[Point annotation dataset records]
= = = =

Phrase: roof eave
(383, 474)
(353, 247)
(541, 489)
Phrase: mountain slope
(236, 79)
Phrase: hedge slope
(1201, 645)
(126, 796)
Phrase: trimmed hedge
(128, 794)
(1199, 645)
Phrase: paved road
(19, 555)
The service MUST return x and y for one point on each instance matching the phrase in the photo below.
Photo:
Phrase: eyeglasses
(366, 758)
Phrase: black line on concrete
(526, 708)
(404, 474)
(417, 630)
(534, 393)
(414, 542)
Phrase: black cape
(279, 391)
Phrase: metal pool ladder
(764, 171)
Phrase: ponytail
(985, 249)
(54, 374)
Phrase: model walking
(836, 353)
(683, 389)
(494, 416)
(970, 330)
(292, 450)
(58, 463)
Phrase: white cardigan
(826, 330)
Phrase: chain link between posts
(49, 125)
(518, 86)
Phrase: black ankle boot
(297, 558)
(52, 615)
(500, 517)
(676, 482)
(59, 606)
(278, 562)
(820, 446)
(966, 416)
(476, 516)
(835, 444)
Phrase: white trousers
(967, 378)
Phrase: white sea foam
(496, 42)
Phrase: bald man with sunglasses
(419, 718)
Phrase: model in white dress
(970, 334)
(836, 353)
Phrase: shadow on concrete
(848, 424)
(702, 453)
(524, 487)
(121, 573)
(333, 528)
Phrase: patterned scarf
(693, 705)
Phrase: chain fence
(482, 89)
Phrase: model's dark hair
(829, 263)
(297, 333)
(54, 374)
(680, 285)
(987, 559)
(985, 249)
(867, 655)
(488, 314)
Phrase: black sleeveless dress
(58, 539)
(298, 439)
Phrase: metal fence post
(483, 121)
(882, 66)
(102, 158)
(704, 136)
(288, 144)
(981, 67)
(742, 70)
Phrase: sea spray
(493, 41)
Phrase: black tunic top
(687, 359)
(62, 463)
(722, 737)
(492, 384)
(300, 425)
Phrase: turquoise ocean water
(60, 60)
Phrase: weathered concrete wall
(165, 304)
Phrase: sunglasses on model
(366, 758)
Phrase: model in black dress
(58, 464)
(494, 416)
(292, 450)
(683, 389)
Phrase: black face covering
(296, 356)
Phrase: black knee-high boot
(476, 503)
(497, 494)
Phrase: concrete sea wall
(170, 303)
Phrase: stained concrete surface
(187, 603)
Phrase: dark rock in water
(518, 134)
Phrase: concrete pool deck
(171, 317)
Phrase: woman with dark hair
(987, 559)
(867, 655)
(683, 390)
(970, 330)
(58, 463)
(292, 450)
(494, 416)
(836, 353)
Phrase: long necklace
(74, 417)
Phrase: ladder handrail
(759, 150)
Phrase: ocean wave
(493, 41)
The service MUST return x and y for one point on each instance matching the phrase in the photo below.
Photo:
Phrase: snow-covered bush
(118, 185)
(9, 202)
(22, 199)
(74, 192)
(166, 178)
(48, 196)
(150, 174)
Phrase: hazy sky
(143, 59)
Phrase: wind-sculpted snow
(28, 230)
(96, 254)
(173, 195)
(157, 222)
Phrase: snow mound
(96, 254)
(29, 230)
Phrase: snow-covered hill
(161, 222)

= = = =

Convert the material above into a two-column CSV with the headers "query" and "points," one row per entry. Put each entry's text and its answer in their own quoted fields, with any line breaks turned into spaces.

query,points
"Phrase: roof eave","(383, 474) (353, 247) (541, 489)"
"Phrase: mountain slope","(236, 79)"
"Phrase: hedge slope","(1201, 645) (126, 796)"
"Phrase: trimmed hedge","(128, 794) (1199, 645)"
"Phrase: paved road","(19, 555)"
"The service MUST return x and y for one point on each instance matching the phrase in the photo below. Photo: Phrase: eyeglasses","(366, 758)"
"Phrase: black line on concrete","(526, 708) (404, 474) (417, 630) (534, 393) (414, 542)"
"Phrase: black cape","(279, 391)"
"Phrase: metal pool ladder","(764, 171)"
"Phrase: ponytail","(985, 249) (54, 374)"
"Phrase: model walking","(836, 353) (683, 389) (494, 416) (970, 330) (292, 450) (58, 463)"
"Phrase: white cardigan","(826, 330)"
"Phrase: chain link between posts","(49, 125) (518, 86)"
"Phrase: black ankle boot","(297, 558) (52, 615) (500, 517) (676, 482) (59, 606) (278, 562) (820, 446) (966, 416) (476, 516) (835, 444)"
"Phrase: white trousers","(967, 378)"
"Phrase: white sea foam","(496, 42)"
"Phrase: bald man with sunglasses","(419, 718)"
"Phrase: model in white dress","(970, 334) (836, 353)"
"Phrase: shadow on concrete","(848, 424) (702, 453) (524, 487) (121, 573) (333, 528)"
"Phrase: patterned scarf","(693, 705)"
"Phrase: chain fence","(482, 89)"
"Phrase: model's dark hair","(829, 263) (297, 333) (54, 374) (680, 285) (987, 559) (985, 249) (867, 655) (488, 314)"
"Phrase: black sleeveless dress","(58, 539) (298, 439)"
"Phrase: metal fence post","(483, 121) (882, 66) (102, 158) (704, 136) (288, 144) (981, 67) (742, 70)"
"Phrase: sea spray","(493, 41)"
"Phrase: black tunic top","(687, 359) (62, 463) (722, 737) (492, 384) (300, 425)"
"Phrase: turquoise ocean water","(60, 60)"
"Phrase: weathered concrete wall","(165, 304)"
"Phrase: sunglasses on model","(366, 758)"
"Phrase: model in black dress","(58, 464) (494, 416) (292, 450) (683, 389)"
"Phrase: black face covering","(296, 356)"
"Phrase: black knee-high boot","(476, 503) (497, 494)"
"Phrase: concrete sea wall","(170, 303)"
"Phrase: stained concrete surface","(187, 603)"
"Phrase: dark rock in water","(518, 134)"
"Phrase: concrete pool deck","(171, 317)"
"Phrase: woman with dark hair","(987, 559) (867, 655) (683, 390) (970, 330) (58, 463) (292, 450) (494, 416) (836, 353)"
"Phrase: long necklace","(74, 417)"
"Phrase: ladder handrail","(759, 150)"
"Phrase: ocean wave","(493, 41)"
"The service MUST return x and y for one point on each instance matching the phrase in the photo below. Photo: Phrase: snow-covered bush","(118, 185) (9, 202) (22, 199) (74, 192) (166, 178) (48, 196) (150, 174)"
"Phrase: hazy sky","(143, 59)"
"Phrase: wind-sculpted snow","(28, 230) (96, 254) (173, 195) (157, 222)"
"Phrase: snow mound","(96, 254) (29, 230)"
"Phrase: snow-covered hill","(161, 222)"